_Excerpted text_

A European team of researchers plow across the ice cold snow in the desolate Antarctica continent. The driver and passenger engage in a joke session, whereas another researcher monitors frequency waves leading the research team to a mystery visitor. The signal grows strong, influencing the yellow vehicle to stop in its tracks. All of a sudden, the ice floor breaks and the research team descends down a tight icy crack hole. An enormous THING of some sort fills the space.
Beautiful starlet Marie Elizabeth Winstead graced the silver screen as the experienced researcher Kate Loyd. Dr. Sander Halvorson (Ulrich Thomson) invites Kate to join his team in Antarctica. He withholds important details to keep the research top secret. Therefore, Kate must accept the research offer to avoid losing out a chance in a lifetime. Adam Goodman (Eric Christian Olsen from Hot Chick fame) plays an research assistant to Dr. Halvorson.

_Set exercise A_
According to the Antarctica research passage, why does Dr. Sander Halvorson withhold important details when he invites Kate to join his team?
These rows have no connection to the Antarctica research passage.

_Items from a dataset_
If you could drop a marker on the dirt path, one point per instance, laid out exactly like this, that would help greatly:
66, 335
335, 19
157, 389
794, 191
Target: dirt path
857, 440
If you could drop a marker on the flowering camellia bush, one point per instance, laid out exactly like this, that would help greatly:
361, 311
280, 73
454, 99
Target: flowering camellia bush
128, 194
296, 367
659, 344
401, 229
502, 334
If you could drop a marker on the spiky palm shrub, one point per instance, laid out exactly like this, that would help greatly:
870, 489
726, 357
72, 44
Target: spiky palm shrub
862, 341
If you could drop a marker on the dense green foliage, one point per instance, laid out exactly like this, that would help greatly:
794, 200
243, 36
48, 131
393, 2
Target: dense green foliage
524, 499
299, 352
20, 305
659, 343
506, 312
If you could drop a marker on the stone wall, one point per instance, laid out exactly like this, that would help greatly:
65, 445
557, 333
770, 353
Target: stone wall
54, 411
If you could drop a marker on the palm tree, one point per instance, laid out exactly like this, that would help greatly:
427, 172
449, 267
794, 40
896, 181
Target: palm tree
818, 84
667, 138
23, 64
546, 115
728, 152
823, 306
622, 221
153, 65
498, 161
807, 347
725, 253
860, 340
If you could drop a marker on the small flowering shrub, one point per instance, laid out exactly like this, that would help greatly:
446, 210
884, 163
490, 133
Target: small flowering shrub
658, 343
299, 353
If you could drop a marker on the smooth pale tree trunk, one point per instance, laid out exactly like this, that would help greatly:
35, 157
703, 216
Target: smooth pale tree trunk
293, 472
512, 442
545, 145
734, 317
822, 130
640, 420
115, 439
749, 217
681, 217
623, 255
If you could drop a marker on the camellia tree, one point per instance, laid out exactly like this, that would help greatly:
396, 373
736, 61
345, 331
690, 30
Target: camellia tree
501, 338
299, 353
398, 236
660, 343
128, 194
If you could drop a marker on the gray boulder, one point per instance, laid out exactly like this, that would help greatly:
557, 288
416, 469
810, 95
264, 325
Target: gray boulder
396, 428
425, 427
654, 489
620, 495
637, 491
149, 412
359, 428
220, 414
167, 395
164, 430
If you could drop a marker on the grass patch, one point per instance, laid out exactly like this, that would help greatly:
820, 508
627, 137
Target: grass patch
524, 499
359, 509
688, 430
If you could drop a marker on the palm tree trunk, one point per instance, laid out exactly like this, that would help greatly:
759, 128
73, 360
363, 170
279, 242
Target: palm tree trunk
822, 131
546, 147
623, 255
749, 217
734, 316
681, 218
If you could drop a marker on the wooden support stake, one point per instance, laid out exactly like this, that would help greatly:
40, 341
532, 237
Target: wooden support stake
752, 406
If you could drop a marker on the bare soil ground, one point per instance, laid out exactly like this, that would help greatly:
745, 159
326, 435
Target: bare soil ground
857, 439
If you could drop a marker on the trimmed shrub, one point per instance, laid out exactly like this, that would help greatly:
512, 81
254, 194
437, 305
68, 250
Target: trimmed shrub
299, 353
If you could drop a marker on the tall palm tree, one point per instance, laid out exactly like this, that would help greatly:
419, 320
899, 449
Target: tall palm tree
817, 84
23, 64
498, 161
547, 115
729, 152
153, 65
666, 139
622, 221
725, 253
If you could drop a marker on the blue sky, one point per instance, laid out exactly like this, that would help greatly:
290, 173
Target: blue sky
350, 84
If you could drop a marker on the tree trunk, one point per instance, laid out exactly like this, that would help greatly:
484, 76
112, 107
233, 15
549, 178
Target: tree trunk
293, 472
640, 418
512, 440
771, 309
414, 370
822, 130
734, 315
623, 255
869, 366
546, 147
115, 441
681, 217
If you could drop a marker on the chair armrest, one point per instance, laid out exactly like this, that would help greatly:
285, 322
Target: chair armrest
--
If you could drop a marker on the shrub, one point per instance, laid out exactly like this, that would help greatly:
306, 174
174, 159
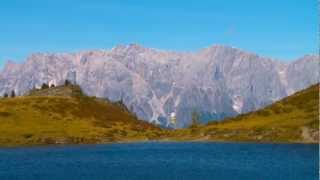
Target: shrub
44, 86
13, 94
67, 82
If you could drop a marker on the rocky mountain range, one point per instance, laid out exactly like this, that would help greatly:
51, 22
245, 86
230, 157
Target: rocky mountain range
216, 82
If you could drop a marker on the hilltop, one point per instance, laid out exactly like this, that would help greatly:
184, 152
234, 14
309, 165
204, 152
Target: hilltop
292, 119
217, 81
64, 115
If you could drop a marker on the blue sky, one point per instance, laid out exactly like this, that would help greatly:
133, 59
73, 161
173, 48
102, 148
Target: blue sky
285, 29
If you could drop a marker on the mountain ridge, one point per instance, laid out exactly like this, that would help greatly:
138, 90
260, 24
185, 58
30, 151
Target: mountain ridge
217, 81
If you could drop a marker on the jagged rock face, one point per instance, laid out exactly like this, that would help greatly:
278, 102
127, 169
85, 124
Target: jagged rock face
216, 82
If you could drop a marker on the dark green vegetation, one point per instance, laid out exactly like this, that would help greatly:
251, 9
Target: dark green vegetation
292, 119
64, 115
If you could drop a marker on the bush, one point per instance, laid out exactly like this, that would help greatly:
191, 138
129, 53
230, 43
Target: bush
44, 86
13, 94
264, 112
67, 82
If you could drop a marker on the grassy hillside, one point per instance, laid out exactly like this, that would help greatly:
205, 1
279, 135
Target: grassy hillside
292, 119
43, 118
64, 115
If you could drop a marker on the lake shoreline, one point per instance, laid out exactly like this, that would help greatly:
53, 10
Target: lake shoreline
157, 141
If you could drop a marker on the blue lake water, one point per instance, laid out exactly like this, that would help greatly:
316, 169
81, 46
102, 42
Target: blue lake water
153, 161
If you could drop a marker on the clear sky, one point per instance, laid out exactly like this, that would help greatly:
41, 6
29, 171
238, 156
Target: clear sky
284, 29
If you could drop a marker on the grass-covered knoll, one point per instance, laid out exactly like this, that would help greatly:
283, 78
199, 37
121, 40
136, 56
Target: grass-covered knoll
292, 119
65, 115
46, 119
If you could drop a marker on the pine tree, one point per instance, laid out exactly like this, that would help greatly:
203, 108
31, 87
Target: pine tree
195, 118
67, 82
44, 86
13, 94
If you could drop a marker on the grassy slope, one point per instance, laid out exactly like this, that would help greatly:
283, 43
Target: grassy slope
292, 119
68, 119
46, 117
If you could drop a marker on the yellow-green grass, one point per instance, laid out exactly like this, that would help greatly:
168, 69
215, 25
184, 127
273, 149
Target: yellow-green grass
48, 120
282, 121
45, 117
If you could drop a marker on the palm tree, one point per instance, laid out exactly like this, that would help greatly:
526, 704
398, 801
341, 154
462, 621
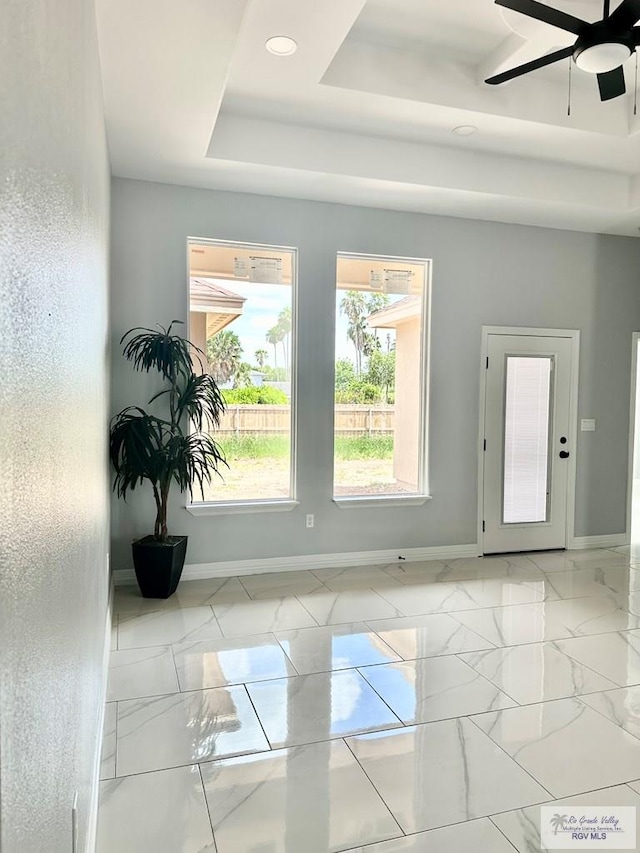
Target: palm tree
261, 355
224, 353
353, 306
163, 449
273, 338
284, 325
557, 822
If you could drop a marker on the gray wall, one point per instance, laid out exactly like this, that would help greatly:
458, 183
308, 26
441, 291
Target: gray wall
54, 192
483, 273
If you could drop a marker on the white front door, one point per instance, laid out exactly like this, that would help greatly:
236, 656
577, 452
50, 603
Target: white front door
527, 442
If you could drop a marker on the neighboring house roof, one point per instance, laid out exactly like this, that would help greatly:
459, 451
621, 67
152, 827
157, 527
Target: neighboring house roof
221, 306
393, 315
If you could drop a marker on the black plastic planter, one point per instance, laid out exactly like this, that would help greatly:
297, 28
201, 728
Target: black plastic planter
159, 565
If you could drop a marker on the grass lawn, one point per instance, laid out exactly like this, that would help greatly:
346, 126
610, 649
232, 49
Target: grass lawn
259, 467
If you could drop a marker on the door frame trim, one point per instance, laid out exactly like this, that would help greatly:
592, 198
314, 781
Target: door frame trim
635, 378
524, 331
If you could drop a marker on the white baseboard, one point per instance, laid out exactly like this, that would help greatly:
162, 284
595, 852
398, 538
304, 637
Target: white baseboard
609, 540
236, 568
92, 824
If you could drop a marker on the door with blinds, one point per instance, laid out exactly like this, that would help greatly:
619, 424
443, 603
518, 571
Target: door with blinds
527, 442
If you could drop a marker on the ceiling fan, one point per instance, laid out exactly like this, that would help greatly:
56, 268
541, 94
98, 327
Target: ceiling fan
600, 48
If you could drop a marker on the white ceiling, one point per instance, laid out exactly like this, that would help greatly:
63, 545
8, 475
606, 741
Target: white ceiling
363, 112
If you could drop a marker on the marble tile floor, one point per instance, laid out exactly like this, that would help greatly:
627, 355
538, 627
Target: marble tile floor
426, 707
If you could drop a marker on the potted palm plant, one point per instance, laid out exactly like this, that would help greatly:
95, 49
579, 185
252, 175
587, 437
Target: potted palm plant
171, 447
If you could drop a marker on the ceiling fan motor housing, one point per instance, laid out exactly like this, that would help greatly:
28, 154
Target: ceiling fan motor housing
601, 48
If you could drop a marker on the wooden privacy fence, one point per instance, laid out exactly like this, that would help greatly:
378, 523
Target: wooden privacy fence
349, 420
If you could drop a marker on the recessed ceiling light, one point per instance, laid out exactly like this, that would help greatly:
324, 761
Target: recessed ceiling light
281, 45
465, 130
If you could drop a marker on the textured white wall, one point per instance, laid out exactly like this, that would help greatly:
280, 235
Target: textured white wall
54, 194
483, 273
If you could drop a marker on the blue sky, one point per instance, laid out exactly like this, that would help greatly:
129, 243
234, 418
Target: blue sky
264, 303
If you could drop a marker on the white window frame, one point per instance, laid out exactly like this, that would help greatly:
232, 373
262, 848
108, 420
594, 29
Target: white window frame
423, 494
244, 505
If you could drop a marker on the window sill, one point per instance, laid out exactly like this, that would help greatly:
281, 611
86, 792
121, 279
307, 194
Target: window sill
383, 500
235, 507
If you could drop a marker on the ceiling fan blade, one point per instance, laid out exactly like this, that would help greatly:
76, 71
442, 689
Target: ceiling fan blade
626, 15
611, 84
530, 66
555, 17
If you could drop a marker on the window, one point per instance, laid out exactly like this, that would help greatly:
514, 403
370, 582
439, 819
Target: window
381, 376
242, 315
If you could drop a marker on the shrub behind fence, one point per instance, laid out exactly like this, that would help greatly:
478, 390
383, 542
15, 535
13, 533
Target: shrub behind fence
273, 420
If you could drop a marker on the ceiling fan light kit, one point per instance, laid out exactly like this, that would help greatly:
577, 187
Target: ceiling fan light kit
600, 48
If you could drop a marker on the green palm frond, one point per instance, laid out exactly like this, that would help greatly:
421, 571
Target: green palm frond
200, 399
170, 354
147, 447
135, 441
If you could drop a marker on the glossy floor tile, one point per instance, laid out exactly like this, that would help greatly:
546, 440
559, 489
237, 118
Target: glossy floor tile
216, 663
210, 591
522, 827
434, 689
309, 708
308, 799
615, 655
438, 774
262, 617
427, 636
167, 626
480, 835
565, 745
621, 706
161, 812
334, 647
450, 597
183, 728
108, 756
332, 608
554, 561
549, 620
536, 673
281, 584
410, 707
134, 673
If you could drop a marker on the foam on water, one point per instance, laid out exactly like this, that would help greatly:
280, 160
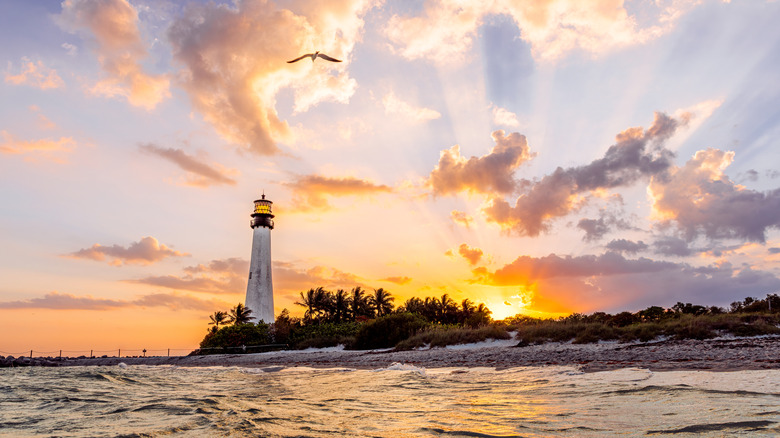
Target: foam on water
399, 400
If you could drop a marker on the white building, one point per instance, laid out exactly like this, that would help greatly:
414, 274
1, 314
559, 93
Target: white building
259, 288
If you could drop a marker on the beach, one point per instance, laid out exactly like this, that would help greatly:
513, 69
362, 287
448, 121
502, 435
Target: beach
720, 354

_Set exercise B_
Please count the lines in the rows that contain the string "trunk", and give only that number.

_Complete output A_
He withholds important details to keep the research top secret.

_Complete output B_
6